(Dataset records)
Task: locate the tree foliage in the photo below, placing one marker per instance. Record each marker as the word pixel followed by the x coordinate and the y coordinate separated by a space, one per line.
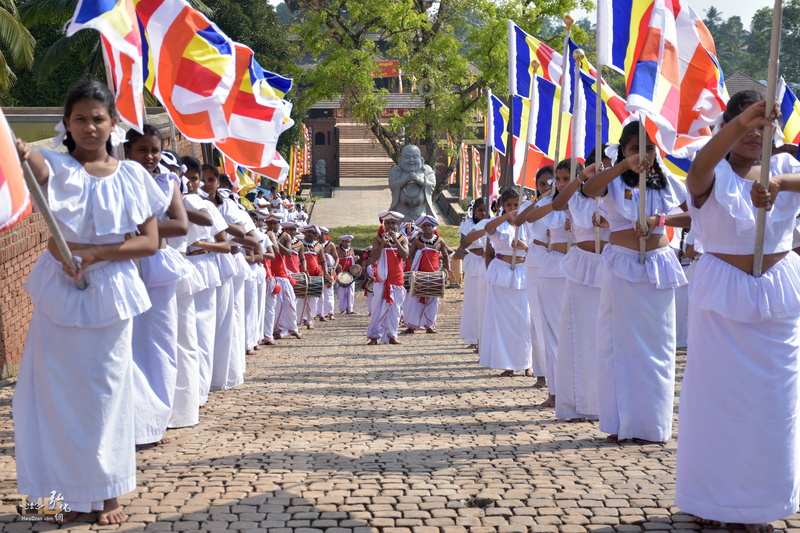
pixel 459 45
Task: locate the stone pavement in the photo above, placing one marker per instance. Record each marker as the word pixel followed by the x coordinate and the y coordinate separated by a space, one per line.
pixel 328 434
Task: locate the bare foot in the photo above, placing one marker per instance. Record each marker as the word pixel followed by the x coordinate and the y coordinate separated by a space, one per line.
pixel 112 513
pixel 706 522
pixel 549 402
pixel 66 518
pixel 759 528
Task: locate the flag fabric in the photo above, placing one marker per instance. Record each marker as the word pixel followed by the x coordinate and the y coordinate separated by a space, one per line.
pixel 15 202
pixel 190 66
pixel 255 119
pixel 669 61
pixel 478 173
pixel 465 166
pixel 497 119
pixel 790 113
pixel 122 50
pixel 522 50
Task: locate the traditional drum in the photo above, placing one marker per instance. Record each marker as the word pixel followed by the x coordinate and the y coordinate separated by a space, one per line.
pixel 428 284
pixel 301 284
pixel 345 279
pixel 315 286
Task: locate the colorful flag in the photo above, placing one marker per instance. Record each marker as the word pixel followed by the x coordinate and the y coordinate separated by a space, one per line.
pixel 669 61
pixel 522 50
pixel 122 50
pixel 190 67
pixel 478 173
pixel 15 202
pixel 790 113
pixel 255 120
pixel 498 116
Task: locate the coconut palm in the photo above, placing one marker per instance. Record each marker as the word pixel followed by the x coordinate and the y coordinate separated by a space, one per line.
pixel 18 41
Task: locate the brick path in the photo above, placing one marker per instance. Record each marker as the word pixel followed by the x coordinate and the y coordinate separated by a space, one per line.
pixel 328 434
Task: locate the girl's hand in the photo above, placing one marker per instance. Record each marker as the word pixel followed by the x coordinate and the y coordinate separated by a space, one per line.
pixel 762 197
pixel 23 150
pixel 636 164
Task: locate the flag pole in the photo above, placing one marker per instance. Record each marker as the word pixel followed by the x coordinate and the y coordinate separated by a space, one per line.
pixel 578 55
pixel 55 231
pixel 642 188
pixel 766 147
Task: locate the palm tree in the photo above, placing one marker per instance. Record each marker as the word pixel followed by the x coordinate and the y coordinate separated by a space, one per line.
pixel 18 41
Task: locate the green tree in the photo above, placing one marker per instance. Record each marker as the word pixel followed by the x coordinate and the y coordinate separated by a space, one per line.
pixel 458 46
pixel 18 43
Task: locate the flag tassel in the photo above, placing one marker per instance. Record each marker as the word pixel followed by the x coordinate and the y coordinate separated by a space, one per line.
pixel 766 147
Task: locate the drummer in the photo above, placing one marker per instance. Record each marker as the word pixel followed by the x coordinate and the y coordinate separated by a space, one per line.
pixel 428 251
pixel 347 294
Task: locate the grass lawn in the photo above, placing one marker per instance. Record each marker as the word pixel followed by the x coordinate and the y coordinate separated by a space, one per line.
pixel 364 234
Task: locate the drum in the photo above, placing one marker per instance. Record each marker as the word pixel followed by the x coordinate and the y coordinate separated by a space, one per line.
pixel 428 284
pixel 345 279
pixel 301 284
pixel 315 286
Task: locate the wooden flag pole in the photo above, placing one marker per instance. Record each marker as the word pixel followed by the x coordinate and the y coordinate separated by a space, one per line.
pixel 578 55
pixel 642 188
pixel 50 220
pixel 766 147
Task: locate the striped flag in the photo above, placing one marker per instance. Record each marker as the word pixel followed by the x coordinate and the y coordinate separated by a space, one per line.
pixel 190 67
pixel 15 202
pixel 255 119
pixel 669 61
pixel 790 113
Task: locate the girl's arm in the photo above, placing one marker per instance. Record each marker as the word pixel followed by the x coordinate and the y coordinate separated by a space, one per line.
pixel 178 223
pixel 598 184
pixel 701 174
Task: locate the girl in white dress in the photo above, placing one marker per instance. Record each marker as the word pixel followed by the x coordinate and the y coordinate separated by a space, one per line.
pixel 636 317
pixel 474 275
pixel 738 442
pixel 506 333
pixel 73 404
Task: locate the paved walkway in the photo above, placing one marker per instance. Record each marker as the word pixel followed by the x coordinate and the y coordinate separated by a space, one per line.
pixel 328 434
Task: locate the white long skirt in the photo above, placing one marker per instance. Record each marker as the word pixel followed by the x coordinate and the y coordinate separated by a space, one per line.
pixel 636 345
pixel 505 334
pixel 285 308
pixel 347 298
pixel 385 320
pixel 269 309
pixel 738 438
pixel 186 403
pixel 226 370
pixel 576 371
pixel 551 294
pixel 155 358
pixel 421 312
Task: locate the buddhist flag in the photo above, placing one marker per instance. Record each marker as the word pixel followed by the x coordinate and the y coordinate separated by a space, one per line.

● **Problem**
Return all of the entries word for word, but omit the pictures.

● **Answer to this task**
Task: locate the tree foliage in the photo below, placing one marker per instance. Record each marker as the word pixel followed by the x coordinate and the y coordinate separated by a space, one per line.
pixel 459 45
Task: locate the stone pavement in the photo above, placing one marker per instance. Record each marker as the word pixel followed by the x coordinate and the y coordinate separated by a space, one per line.
pixel 328 434
Task: locate the bare foot in the photo above, placing one marker per instance. Record each marker as the word pixel followed by the x coordinate and the y coordinate separated by a space, one per line.
pixel 112 513
pixel 706 522
pixel 549 402
pixel 66 518
pixel 759 528
Task: locate the flag fabric in the photo above, placing one marker per instance. Record each marker as the word pixel followed by the x coordinate and the y coordinate separated by a space, one per line.
pixel 15 202
pixel 190 66
pixel 255 119
pixel 669 61
pixel 478 173
pixel 465 166
pixel 497 119
pixel 790 113
pixel 122 50
pixel 522 50
Task: locate the traditional drum in the photo above, placing one marker per instance. Record each marker as the word pixel followed by the x coordinate and the y coordinate separated by a space, one per line.
pixel 428 284
pixel 301 284
pixel 345 279
pixel 315 286
Task: locate the colorful flag in the photo above, placing one marker per instance. Record each marker as the word pixel followed by the x coordinate and the y coordinate separated by a space, one per line.
pixel 669 61
pixel 522 50
pixel 122 50
pixel 190 67
pixel 478 173
pixel 15 202
pixel 790 113
pixel 255 120
pixel 498 116
Task: locate the coconut palm in the photo above, placing one marker per instance. Record each marker as the word pixel followed by the x coordinate and the y coordinate separated by a space, one per line.
pixel 18 41
Task: locate the brick path in the photo above, placing one marker per instance. Record each marker as the word pixel followed by the x coordinate and the y coordinate separated by a space, one per line.
pixel 328 434
Task: locate the girl's hand in the photo above, placing one marker per instance. Record each marker as the word pixel followed by the x coordinate and the y coordinate separated by a space, one per line.
pixel 762 197
pixel 23 150
pixel 636 164
Task: locate the flag pole in the photo above, placing one marker per instance. Record each marker as the word pixel followed by the x coordinate and the y coordinate separated by a space, one per line.
pixel 578 55
pixel 55 231
pixel 642 188
pixel 766 147
Task: locate the palm tree in the photo above, placing one marker per instance. Record each marker as the word pixel followed by the x coordinate and the y coordinate separated by a space, one per line.
pixel 18 41
Task: locate the green tree in the photo above, placing one marker per instance. Record each marker as the word pixel followed by the x coordinate and the y coordinate separated by a space, one per line.
pixel 458 46
pixel 18 43
Task: locate the flag tassel in the photo above, placing one marker per instance. Record each marker as the word pixel followed by the x coordinate and the y coordinate separated by a space, one per line.
pixel 766 147
Task: locate the drummer in the photo above, placing one marker per instance. Record each marker as the word pixel followed by the x coordinate and the y coordinate separated by a space, one per line.
pixel 428 251
pixel 347 294
Task: locate the grass lawn in the photo above, placing one marker per instance. Record each marker as the word pixel followed by the x coordinate and the y coordinate separated by a space, one per line.
pixel 364 234
Task: locate the drum in the photo above, placing one marker per instance. Record each marker as the word pixel followed by the x coordinate and the y coordinate separated by a space, one per line.
pixel 428 284
pixel 345 279
pixel 301 284
pixel 315 286
Task: locate the wooden flag pole in the photo above, placing one marker per instance. Record each marker as the word pixel followed by the x coordinate and the y coordinate separated by a space, one per line.
pixel 578 55
pixel 642 188
pixel 50 220
pixel 766 147
Task: locate the striped flag in the photo above, placing one marker per instance. Record each marker as the word pixel followed by the x coordinate and the y coordinate separated by a space, one per line.
pixel 190 67
pixel 15 202
pixel 255 119
pixel 669 61
pixel 790 113
Task: locate the girl's arm in the photo above, placing one marker per instance. Record each marker as the word pixel followed by the x coordinate and the y coordinate separated by a space, one per line.
pixel 178 223
pixel 598 184
pixel 701 174
Task: locate the girl in white dress in the photo above, placing one marker per instance. Record each marker as the word pixel followed by the x coordinate and the y coordinate separated by a space, one per line.
pixel 636 317
pixel 474 275
pixel 738 442
pixel 506 333
pixel 73 404
Task: locate the paved walkway in the photo above, placing one marker per instance. Record each marker as the word pixel followed by the x coordinate and the y coordinate separated by a space, one per line.
pixel 328 434
Task: locate the white long skirt in the photo above, placing one marker per instance. Record each marker as the word pixel followed by the x coordinate and the y coordinate separated by a space, one per line.
pixel 636 345
pixel 505 334
pixel 285 308
pixel 347 298
pixel 385 320
pixel 269 309
pixel 738 438
pixel 186 403
pixel 226 370
pixel 576 371
pixel 551 294
pixel 155 358
pixel 421 312
Task: locate the buddhist flag in the photo above, placing one marker per instance. Record each marker as the word pixel followed by the x coordinate and the y coordinate separated by a space, one per line.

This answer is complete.